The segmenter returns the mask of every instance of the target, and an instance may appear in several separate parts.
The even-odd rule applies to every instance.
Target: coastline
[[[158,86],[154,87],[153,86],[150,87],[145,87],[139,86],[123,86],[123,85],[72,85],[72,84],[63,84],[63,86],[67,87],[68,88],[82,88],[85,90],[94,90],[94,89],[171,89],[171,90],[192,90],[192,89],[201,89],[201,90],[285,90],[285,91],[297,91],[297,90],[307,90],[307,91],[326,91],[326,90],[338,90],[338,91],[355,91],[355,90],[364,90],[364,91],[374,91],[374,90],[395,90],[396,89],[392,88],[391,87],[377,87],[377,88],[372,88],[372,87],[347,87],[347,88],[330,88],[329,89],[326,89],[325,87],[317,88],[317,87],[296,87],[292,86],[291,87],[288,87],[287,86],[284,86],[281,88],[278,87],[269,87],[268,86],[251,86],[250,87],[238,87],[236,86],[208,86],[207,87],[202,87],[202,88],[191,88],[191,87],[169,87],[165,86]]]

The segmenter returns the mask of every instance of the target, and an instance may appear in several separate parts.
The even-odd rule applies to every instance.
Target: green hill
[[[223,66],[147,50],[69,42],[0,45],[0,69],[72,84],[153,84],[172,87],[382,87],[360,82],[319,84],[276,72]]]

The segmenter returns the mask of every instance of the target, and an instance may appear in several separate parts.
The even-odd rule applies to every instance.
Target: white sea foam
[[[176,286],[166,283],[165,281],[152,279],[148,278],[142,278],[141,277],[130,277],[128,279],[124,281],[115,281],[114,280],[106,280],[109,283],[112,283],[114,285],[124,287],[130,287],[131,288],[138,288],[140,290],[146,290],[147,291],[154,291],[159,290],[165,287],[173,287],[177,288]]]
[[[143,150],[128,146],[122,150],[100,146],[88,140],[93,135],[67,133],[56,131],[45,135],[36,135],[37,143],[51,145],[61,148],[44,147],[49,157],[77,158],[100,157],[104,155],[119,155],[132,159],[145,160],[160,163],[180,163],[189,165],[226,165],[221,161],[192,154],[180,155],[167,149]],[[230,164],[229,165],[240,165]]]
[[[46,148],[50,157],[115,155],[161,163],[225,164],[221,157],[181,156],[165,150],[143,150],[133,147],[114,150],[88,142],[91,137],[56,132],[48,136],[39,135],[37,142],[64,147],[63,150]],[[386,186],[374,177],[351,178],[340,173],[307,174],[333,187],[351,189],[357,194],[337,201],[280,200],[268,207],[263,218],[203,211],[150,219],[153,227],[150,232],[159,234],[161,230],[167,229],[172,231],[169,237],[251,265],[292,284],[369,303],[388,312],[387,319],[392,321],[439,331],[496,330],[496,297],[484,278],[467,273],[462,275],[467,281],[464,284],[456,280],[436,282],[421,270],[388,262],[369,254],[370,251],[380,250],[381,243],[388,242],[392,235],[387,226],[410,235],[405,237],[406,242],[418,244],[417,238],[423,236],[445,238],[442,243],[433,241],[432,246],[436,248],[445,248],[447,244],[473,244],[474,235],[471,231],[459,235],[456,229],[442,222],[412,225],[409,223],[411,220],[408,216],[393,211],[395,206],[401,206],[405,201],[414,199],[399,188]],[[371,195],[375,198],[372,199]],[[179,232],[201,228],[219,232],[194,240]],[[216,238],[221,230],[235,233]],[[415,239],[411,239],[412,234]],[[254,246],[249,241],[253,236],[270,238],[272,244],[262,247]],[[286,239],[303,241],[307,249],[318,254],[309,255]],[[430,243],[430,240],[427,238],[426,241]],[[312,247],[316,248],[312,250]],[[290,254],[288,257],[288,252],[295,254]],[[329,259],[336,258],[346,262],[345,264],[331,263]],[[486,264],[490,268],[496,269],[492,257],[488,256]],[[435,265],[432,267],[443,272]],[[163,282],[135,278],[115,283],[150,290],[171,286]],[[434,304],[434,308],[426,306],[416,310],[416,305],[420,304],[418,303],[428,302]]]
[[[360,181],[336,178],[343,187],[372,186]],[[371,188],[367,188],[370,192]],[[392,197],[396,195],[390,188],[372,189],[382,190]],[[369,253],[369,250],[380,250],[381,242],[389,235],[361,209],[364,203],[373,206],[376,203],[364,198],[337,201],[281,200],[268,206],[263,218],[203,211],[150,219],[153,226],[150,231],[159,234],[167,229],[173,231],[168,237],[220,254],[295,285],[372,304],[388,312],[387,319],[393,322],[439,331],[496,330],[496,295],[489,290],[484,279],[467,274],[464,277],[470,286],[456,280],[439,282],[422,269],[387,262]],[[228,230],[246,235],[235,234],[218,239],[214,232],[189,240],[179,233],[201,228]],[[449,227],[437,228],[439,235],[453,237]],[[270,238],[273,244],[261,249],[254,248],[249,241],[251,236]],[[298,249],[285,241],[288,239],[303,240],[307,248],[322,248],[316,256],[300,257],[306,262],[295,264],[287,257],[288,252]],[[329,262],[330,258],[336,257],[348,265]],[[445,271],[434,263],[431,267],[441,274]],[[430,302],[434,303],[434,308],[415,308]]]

::::

Copy out all of the material above, line for line, with no changes.

■ **Finished task**
The segmenter returns the mask of every instance of the target, and an instance may appear in several separate parts.
The even-odd rule applies to every instance.
Target: coastline
[[[158,86],[154,87],[153,86],[150,87],[145,87],[139,86],[123,86],[123,85],[72,85],[72,84],[63,84],[63,86],[67,87],[68,88],[82,88],[85,90],[94,90],[94,89],[171,89],[171,90],[192,90],[192,89],[201,89],[201,90],[285,90],[285,91],[297,91],[297,90],[307,90],[307,91],[326,91],[326,90],[338,90],[338,91],[355,91],[355,90],[364,90],[364,91],[374,91],[374,90],[395,90],[396,89],[392,88],[391,87],[377,87],[377,88],[372,88],[372,87],[347,87],[347,88],[330,88],[329,89],[326,89],[325,87],[317,88],[317,87],[296,87],[292,86],[291,87],[288,87],[287,86],[284,86],[281,88],[278,87],[269,87],[268,86],[251,86],[250,87],[238,87],[236,86],[208,86],[207,87],[202,87],[202,88],[191,88],[191,87],[169,87],[165,86]]]

The segmenter returns the mask of every instance of the target, and an instance may appear in several separate parts.
The even-odd rule applies to every instance.
Target: green hill
[[[223,66],[147,50],[69,42],[0,45],[0,69],[72,84],[153,84],[172,87],[382,87],[360,82],[319,84],[276,72]]]

The segmenter returns the mask of every instance of the target, and an instance may appear in several separate parts.
The even-odd rule applies to every instance.
Target: white sea foam
[[[176,286],[166,283],[165,281],[152,279],[148,278],[142,278],[141,277],[130,277],[128,279],[124,281],[115,281],[114,280],[106,280],[109,283],[112,283],[114,285],[124,287],[130,287],[131,288],[138,288],[140,290],[146,290],[147,291],[154,291],[159,290],[165,287],[173,287],[177,288]]]
[[[143,150],[128,146],[122,150],[100,146],[88,140],[93,135],[67,133],[56,131],[45,135],[36,135],[37,143],[51,145],[61,148],[44,147],[49,157],[77,158],[100,157],[104,155],[119,155],[132,159],[145,160],[160,163],[180,163],[189,165],[226,165],[221,161],[192,154],[180,155],[167,149]],[[230,164],[229,165],[240,165]]]
[[[46,148],[50,157],[115,155],[161,163],[225,164],[221,157],[181,156],[165,150],[143,150],[133,147],[114,150],[88,142],[91,137],[56,132],[48,136],[39,135],[37,142],[64,147],[63,150]],[[386,186],[374,177],[351,178],[340,173],[307,174],[333,187],[351,189],[357,194],[337,201],[280,200],[268,207],[263,218],[203,211],[150,219],[153,227],[150,232],[159,234],[161,230],[167,229],[172,231],[169,237],[251,265],[292,284],[369,303],[388,312],[387,319],[392,321],[439,331],[496,330],[496,297],[484,278],[467,273],[462,275],[467,281],[464,284],[456,280],[436,282],[421,270],[388,262],[369,254],[370,251],[380,250],[381,243],[388,242],[392,235],[387,226],[410,235],[405,237],[406,242],[418,244],[417,238],[423,236],[445,238],[442,243],[433,241],[432,246],[436,248],[445,248],[447,244],[473,244],[474,235],[471,231],[459,235],[456,229],[442,222],[412,225],[409,223],[411,220],[408,216],[393,211],[395,206],[401,206],[405,201],[414,199],[399,188]],[[371,195],[375,198],[372,199]],[[179,232],[201,228],[219,232],[194,240]],[[216,238],[221,230],[235,233]],[[415,239],[411,239],[412,234]],[[254,246],[249,241],[253,236],[270,238],[272,244],[262,247]],[[286,239],[303,241],[307,249],[318,254],[309,255]],[[430,243],[430,240],[427,238],[426,241]],[[312,247],[316,248],[312,250]],[[290,254],[288,257],[288,252],[295,254]],[[329,259],[336,258],[346,262],[345,264],[331,263]],[[486,264],[490,268],[496,269],[492,257],[488,256]],[[435,265],[432,267],[443,272]],[[163,282],[135,278],[115,283],[150,290],[171,286]],[[434,304],[434,308],[426,306],[416,310],[416,305],[420,304],[418,303],[428,302]]]
[[[360,181],[336,178],[343,187],[372,186]],[[371,188],[367,188],[370,192]],[[392,197],[396,195],[390,188],[372,189],[382,190]],[[369,253],[369,250],[380,250],[381,242],[389,235],[361,209],[364,203],[373,206],[376,203],[364,198],[337,201],[281,200],[268,206],[263,218],[203,211],[150,219],[153,226],[150,231],[159,234],[167,229],[173,231],[168,237],[220,254],[295,285],[372,304],[388,312],[387,319],[393,322],[439,331],[496,330],[496,295],[489,290],[484,279],[467,274],[464,277],[470,286],[456,280],[439,282],[422,269],[387,262]],[[228,230],[246,235],[235,234],[218,239],[214,232],[189,240],[179,233],[201,228]],[[449,227],[437,228],[439,235],[453,237]],[[270,238],[273,244],[261,249],[254,248],[249,241],[251,236]],[[298,249],[285,241],[288,239],[303,240],[307,248],[322,248],[316,256],[300,257],[306,262],[295,264],[287,257],[288,252]],[[329,262],[330,258],[336,257],[348,265]],[[445,271],[434,263],[431,267],[441,274]],[[430,302],[434,303],[434,308],[415,308]]]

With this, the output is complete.